Extracted data entries
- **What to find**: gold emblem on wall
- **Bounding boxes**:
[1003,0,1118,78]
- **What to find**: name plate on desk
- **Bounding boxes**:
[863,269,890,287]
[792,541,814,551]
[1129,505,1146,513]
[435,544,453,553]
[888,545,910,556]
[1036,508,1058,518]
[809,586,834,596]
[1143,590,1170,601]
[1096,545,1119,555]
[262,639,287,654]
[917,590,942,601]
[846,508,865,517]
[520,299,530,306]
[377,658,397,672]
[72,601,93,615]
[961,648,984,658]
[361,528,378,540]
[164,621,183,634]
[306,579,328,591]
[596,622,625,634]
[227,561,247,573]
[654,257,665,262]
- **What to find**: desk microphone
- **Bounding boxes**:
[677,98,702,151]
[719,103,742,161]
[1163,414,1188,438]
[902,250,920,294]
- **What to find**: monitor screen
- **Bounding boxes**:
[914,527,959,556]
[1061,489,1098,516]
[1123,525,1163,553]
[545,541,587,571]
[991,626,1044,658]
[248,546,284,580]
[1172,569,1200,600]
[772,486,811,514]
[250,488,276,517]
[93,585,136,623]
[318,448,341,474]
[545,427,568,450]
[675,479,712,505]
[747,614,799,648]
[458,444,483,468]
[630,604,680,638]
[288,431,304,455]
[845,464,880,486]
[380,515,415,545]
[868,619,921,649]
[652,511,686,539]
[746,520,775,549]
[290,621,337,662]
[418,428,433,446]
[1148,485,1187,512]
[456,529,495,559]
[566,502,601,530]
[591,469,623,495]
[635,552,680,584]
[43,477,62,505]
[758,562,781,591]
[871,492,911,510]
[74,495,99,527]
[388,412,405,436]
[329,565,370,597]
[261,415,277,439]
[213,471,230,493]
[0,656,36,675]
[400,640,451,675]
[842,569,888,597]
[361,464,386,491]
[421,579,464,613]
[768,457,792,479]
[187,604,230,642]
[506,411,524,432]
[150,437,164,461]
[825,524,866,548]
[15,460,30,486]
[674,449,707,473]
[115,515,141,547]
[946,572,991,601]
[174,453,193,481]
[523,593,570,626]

* EXERCISE GOAL
Retype every record above exactly as it stands.

* ANSWER SECTION
- **What to find**: gold emblem on wall
- **Bounding boxes**:
[1003,0,1118,78]
- **What to find**: name plate on desk
- **Bounding boxes**:
[863,269,890,287]
[792,541,814,551]
[1129,505,1146,513]
[435,544,453,553]
[888,545,910,556]
[1036,508,1058,518]
[809,586,834,596]
[1143,590,1170,601]
[1096,545,1119,555]
[262,639,287,654]
[917,590,942,601]
[846,508,865,517]
[520,299,530,306]
[377,658,397,672]
[72,601,93,615]
[961,648,984,658]
[361,528,378,540]
[164,621,183,634]
[306,579,328,591]
[596,622,625,634]
[227,561,247,573]
[654,257,665,262]
- **What to find**: desk microphone
- **Bounding boxes**:
[677,98,702,151]
[719,103,742,161]
[1163,414,1188,438]
[902,250,920,294]
- **What to find**: monitor screen
- **Bounding boxes**:
[914,527,959,556]
[1061,489,1098,516]
[1123,525,1163,553]
[545,541,587,571]
[991,626,1044,658]
[248,546,284,580]
[1172,569,1200,600]
[772,486,811,514]
[250,488,276,517]
[93,585,136,623]
[318,448,341,474]
[545,427,568,450]
[675,479,712,505]
[747,614,799,648]
[458,444,483,468]
[630,604,680,638]
[288,431,304,455]
[845,464,880,486]
[380,515,415,545]
[868,619,921,649]
[652,511,686,539]
[746,520,775,549]
[290,621,337,662]
[418,428,433,446]
[1148,485,1187,512]
[456,529,495,559]
[566,502,601,530]
[591,469,623,495]
[635,552,680,584]
[43,477,62,505]
[758,562,781,591]
[871,492,911,510]
[74,495,99,527]
[388,412,405,436]
[329,565,370,597]
[261,415,277,439]
[213,471,230,493]
[0,656,36,675]
[400,640,451,675]
[842,569,888,597]
[361,464,386,491]
[421,579,464,613]
[768,457,792,479]
[187,604,230,642]
[506,411,524,432]
[150,437,164,461]
[825,524,866,548]
[15,460,30,486]
[674,449,707,473]
[115,515,141,547]
[946,572,991,601]
[174,453,193,481]
[523,593,570,626]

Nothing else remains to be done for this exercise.